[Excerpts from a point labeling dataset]
■ ■ ■
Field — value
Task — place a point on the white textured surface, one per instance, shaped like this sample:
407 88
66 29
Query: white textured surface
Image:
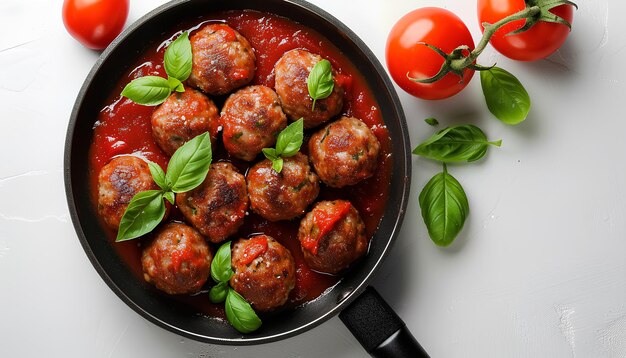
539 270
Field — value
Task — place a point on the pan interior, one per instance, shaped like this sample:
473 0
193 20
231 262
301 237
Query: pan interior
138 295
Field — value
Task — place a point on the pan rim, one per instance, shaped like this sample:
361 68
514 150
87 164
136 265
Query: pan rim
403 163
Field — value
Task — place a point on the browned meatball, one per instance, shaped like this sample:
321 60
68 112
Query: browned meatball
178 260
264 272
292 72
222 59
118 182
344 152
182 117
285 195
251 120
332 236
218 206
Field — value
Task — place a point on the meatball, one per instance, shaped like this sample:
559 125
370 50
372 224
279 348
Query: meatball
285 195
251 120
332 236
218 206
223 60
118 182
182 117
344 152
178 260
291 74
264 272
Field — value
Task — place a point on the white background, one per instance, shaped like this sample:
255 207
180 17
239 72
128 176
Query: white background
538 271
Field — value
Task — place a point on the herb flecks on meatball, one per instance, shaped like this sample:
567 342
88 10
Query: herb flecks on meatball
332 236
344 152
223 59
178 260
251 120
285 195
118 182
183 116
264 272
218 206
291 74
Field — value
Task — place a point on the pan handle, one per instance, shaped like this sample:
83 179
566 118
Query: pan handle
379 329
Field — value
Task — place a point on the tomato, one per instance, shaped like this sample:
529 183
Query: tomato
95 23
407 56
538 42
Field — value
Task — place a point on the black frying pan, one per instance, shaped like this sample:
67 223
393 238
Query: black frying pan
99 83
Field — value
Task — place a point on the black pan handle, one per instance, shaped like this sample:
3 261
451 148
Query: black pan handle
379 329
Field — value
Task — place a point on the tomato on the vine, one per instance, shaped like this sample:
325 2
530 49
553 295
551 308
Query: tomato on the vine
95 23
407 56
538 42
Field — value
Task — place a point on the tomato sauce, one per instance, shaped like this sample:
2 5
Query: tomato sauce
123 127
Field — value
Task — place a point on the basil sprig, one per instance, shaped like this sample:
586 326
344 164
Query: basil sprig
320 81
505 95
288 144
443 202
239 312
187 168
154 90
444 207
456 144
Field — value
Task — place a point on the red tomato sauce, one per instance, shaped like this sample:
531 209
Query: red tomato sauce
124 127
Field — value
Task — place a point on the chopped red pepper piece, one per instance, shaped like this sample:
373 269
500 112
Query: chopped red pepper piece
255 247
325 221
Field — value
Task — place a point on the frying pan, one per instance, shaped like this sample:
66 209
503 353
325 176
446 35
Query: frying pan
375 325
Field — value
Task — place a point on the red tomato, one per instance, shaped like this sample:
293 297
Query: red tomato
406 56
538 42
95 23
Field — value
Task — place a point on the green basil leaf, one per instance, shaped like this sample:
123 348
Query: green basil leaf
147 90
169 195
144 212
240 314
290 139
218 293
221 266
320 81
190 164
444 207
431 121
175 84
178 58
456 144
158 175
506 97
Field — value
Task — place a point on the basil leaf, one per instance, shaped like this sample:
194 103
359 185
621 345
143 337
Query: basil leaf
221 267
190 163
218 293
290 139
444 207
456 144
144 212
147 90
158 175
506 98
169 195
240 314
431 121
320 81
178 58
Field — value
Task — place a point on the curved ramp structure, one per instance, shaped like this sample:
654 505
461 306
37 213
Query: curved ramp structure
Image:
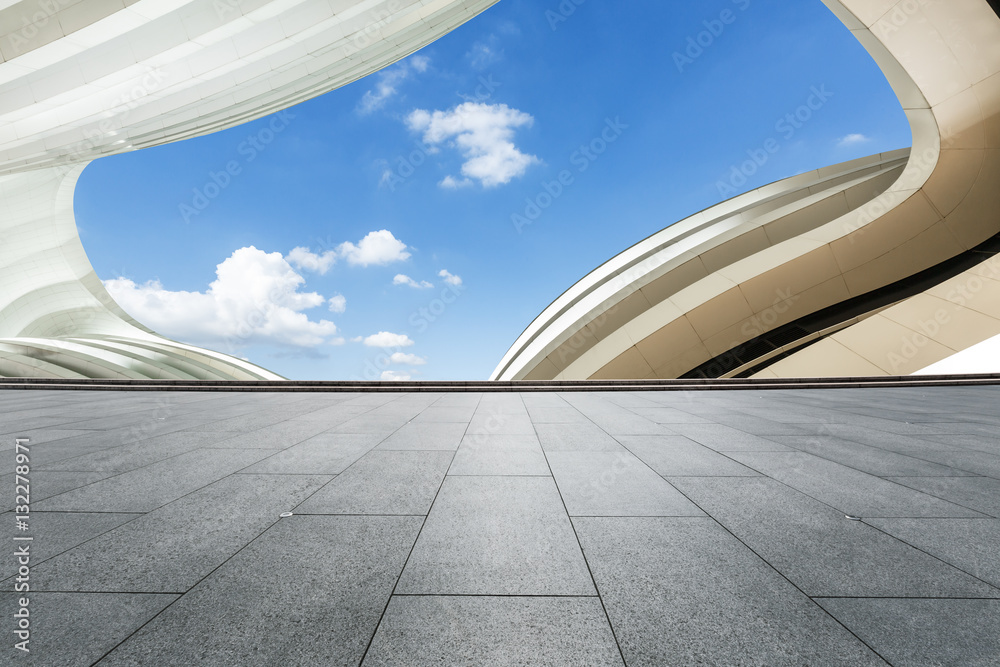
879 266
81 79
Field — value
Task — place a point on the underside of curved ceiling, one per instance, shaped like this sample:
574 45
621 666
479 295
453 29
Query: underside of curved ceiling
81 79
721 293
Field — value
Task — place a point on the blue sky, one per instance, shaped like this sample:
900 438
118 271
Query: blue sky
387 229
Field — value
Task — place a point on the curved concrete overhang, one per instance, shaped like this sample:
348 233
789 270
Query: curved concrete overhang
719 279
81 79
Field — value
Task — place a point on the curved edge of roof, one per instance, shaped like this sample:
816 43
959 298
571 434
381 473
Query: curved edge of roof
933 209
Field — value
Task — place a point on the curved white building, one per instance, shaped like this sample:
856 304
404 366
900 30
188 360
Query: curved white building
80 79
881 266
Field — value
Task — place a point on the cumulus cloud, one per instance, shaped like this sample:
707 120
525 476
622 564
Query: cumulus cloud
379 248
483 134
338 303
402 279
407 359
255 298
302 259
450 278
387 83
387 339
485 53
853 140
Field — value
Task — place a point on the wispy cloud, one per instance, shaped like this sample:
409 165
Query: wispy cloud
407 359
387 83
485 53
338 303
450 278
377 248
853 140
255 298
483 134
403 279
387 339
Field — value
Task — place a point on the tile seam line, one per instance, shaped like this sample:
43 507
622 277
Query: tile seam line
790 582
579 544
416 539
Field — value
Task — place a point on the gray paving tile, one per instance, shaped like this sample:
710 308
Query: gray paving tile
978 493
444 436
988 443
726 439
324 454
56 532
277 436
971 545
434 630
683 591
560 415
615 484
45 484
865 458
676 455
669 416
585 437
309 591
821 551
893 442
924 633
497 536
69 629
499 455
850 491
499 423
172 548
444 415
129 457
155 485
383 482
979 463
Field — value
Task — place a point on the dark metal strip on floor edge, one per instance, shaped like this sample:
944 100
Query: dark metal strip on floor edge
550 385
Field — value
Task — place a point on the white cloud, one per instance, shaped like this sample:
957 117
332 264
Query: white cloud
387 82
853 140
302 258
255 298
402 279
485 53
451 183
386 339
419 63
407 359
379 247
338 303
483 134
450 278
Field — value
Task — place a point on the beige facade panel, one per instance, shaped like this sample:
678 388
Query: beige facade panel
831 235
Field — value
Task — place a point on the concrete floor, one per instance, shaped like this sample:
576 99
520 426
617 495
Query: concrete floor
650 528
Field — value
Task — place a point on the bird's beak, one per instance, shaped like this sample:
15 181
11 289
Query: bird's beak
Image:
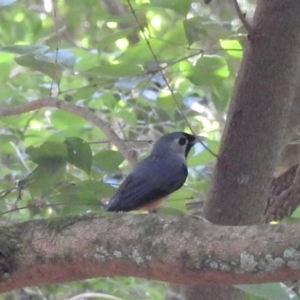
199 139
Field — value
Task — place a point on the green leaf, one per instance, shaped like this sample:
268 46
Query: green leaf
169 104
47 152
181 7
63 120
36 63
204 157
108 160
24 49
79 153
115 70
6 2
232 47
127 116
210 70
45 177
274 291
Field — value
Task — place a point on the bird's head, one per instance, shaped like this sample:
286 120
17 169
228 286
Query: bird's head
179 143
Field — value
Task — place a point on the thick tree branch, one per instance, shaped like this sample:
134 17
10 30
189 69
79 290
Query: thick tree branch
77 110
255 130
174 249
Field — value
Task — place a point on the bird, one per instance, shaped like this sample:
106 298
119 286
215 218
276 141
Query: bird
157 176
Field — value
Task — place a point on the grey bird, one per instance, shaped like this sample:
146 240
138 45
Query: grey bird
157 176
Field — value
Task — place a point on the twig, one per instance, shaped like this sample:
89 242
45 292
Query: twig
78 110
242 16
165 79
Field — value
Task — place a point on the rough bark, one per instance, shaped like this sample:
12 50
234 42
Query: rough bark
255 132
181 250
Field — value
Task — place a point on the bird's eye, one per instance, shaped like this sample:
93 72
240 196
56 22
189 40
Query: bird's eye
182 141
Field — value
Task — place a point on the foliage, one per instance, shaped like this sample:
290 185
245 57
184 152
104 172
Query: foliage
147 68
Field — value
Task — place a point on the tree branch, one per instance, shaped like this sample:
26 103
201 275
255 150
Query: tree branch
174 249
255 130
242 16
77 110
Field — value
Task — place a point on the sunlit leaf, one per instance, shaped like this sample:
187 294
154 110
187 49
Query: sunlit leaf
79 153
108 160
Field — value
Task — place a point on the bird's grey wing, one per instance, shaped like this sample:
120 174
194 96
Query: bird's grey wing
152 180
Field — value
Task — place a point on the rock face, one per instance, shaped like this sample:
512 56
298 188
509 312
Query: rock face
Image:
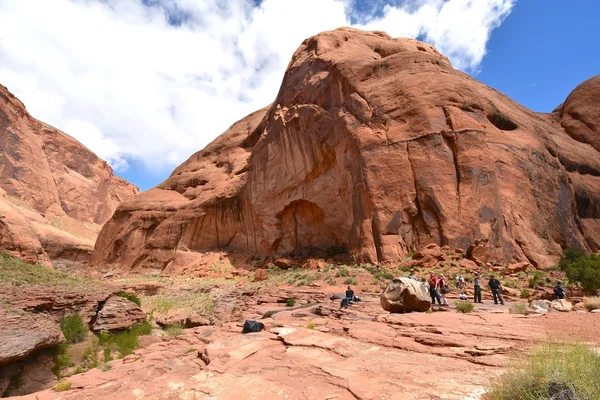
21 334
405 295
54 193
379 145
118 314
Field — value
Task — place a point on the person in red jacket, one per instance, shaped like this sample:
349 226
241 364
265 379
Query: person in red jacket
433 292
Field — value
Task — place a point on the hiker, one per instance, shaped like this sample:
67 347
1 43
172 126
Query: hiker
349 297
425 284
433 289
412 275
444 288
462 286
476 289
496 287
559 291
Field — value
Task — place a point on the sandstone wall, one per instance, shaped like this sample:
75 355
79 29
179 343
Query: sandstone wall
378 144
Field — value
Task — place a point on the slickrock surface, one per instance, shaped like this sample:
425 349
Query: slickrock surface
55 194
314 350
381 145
■ ■ ■
[TASK BRIEF]
Identify every line in the items above that contains the word "leaf", and copy each one in full.

[SOLUTION]
Task — place a point on the green basil leaf, one per instance, shaped like this sample:
Query: green basil leaf
Task — place a point on the basil leaf, one per instance, shaped like this sample:
Query: basil leaf
Task — place a point on the green leaf, one per instance, shaped like this sample:
Query: green leaf
Task — place a point on the sunlit leaf, one per instance, shaped like this sample:
Query: sunlit leaf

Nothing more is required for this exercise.